Given information =>
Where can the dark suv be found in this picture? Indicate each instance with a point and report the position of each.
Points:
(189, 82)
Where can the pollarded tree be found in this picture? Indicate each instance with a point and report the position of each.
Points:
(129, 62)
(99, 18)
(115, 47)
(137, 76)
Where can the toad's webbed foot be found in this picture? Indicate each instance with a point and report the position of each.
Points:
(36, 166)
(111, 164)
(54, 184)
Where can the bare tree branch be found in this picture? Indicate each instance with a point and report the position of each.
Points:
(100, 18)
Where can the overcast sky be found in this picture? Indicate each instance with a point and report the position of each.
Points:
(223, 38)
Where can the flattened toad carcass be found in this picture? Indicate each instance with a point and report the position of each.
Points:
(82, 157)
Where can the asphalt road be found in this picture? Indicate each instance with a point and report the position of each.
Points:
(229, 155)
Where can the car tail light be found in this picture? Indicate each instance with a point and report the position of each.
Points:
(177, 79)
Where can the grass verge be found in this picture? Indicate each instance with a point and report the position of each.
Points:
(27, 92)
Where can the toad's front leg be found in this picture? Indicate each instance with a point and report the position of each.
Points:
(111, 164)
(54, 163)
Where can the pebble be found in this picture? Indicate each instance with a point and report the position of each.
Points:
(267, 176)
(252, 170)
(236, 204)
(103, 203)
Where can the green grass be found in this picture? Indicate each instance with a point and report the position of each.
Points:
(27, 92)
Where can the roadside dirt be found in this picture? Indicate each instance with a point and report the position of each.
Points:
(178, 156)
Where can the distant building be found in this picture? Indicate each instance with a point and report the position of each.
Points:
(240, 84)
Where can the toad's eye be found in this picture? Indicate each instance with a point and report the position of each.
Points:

Exercise requirements => Pull every line containing "toad" from the entries above and copy it.

Result of the task =>
Where can the toad's webbed foot be found in this picture? Indicate each instance with a point and report the position of each.
Where can the flattened toad carcass be found in this picture? Indicate each instance with a point and report the position of each.
Where can the toad's front leg be found in this picture? Indicate each instance with a point and report the position of each.
Where can the toad's eye be found in this picture? Indicate each instance with a point and report the position of each.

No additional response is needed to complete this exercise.